= Work instruction =
Among the entries, how many lines carry the string "below"? Give the number and nothing else.

[Referring expression pointing data]
=====

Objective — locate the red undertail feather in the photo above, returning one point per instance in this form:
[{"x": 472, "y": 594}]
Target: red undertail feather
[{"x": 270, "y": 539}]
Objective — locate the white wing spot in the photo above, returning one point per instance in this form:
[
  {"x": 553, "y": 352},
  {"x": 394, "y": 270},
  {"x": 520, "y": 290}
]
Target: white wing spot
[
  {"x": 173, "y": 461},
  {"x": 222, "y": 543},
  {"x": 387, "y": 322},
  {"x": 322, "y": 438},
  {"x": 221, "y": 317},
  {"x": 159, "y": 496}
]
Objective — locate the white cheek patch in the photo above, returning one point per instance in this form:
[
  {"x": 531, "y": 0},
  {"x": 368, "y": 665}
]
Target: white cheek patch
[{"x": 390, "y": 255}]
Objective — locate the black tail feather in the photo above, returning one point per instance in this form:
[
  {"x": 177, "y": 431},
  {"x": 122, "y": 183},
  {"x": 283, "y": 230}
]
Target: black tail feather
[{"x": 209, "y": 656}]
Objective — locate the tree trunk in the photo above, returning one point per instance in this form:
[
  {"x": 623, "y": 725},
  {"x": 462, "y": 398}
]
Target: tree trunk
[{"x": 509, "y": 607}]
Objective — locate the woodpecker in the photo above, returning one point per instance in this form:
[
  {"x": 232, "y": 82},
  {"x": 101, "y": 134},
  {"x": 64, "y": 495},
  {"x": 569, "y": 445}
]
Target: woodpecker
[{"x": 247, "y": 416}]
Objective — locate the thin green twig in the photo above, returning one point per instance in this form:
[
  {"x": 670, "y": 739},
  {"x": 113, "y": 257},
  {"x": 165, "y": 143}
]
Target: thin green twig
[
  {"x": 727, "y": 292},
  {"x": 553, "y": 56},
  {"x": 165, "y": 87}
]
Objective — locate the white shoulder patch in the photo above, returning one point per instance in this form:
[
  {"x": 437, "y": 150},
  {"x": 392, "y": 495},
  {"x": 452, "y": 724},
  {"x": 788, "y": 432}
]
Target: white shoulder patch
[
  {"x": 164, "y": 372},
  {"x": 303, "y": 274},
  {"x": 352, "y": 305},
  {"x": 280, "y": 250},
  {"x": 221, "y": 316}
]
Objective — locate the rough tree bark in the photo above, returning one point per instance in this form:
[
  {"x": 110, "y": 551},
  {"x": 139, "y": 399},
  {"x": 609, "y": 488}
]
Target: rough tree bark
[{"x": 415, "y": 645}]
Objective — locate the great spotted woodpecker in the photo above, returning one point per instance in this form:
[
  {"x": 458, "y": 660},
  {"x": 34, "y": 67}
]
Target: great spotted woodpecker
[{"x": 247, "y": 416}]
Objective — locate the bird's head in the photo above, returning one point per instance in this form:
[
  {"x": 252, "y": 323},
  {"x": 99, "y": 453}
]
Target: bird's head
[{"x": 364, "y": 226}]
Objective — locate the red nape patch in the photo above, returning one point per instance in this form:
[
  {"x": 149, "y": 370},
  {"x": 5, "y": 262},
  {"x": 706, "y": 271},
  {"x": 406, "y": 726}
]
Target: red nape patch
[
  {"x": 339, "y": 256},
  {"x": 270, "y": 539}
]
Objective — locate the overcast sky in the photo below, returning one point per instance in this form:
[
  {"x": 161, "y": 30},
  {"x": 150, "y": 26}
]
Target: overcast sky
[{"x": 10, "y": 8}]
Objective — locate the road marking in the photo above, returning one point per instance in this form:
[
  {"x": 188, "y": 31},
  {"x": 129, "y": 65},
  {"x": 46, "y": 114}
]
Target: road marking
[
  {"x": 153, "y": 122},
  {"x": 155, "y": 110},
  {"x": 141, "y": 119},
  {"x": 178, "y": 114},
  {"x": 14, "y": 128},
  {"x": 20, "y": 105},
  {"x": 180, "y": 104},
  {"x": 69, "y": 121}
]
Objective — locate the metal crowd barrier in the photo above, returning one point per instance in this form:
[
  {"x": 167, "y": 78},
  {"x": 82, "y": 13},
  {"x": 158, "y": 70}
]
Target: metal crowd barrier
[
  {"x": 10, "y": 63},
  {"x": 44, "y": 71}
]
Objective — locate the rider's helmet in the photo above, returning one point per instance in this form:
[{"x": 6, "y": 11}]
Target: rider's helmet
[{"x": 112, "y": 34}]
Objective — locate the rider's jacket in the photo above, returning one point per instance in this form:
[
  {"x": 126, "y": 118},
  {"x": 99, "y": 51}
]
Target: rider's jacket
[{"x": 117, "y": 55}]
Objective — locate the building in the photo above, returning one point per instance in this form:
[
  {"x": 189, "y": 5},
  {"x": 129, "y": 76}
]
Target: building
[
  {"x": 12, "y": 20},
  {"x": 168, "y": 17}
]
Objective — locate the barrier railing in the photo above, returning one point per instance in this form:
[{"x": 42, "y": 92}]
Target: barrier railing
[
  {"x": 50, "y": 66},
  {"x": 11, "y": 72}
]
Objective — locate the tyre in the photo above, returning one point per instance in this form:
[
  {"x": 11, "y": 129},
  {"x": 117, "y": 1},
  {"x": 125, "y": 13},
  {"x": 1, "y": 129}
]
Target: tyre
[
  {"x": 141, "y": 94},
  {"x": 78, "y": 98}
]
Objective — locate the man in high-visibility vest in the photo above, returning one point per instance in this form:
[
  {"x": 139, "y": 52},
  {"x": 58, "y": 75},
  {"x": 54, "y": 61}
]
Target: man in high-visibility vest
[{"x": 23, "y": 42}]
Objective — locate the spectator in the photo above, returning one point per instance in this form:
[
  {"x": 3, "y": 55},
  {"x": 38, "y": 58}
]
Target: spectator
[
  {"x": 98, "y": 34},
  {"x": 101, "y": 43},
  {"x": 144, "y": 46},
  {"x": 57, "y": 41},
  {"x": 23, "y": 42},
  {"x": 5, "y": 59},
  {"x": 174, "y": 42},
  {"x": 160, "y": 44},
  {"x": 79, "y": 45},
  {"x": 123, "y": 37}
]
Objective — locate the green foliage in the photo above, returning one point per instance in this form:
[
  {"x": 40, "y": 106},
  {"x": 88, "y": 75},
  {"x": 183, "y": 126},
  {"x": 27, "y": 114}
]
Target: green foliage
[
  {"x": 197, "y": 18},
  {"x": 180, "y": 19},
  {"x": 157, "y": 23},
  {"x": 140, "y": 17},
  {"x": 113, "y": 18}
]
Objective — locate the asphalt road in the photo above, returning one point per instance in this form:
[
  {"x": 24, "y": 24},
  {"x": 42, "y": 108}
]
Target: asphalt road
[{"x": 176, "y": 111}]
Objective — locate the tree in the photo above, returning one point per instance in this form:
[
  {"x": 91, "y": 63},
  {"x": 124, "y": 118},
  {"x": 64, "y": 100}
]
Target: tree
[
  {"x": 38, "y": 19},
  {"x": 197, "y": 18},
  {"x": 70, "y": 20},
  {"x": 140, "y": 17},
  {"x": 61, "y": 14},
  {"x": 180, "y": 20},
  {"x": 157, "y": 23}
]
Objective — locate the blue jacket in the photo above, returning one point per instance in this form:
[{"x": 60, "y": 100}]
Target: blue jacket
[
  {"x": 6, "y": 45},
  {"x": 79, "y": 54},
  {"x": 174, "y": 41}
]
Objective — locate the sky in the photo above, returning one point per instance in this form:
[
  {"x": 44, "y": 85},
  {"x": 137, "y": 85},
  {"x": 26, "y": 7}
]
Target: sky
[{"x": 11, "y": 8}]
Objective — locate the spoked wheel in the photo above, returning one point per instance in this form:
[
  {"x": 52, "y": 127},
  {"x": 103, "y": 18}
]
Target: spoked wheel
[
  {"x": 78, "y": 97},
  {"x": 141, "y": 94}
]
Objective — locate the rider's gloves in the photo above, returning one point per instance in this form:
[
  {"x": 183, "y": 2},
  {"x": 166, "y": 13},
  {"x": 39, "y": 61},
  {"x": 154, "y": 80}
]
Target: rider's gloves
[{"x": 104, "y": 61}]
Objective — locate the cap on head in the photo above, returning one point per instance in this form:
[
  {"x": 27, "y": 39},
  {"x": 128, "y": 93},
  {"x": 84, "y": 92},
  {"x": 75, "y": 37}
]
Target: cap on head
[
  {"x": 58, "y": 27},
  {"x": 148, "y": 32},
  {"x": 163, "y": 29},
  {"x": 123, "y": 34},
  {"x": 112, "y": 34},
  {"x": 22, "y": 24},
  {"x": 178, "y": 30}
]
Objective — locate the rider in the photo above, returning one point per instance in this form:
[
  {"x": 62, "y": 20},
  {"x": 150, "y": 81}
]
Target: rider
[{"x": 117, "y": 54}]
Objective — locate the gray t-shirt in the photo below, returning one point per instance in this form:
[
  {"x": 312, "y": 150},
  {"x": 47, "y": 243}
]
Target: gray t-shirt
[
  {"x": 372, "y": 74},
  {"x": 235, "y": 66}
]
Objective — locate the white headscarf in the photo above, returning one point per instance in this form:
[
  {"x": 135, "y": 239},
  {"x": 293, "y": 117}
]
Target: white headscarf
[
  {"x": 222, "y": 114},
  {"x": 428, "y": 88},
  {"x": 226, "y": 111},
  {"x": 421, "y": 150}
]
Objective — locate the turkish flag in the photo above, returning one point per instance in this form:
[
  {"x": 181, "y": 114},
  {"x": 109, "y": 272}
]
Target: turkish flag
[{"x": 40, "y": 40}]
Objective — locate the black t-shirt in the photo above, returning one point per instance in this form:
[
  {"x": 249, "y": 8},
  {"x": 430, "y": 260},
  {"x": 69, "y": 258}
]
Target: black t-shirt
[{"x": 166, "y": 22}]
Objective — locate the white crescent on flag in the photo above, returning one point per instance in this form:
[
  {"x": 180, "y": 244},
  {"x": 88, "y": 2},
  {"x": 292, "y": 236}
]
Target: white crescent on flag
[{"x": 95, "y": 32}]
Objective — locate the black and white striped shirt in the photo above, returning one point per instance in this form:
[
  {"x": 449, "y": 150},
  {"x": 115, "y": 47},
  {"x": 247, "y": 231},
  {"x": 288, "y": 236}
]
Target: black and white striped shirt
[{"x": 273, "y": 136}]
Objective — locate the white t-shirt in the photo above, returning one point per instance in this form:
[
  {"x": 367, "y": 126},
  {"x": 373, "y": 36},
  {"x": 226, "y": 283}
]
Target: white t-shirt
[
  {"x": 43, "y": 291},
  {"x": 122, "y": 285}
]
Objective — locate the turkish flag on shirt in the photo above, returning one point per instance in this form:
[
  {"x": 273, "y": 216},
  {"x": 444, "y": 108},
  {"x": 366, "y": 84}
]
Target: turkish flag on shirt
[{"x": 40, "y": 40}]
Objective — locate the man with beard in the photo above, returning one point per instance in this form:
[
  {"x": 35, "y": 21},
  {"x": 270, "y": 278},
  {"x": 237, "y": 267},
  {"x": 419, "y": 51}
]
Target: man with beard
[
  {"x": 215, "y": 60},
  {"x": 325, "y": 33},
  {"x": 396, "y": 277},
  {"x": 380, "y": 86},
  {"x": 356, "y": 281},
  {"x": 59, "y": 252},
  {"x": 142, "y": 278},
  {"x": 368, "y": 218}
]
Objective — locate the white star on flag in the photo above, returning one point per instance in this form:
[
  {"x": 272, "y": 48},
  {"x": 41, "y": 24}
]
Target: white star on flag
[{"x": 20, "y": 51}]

=====

= Answer area =
2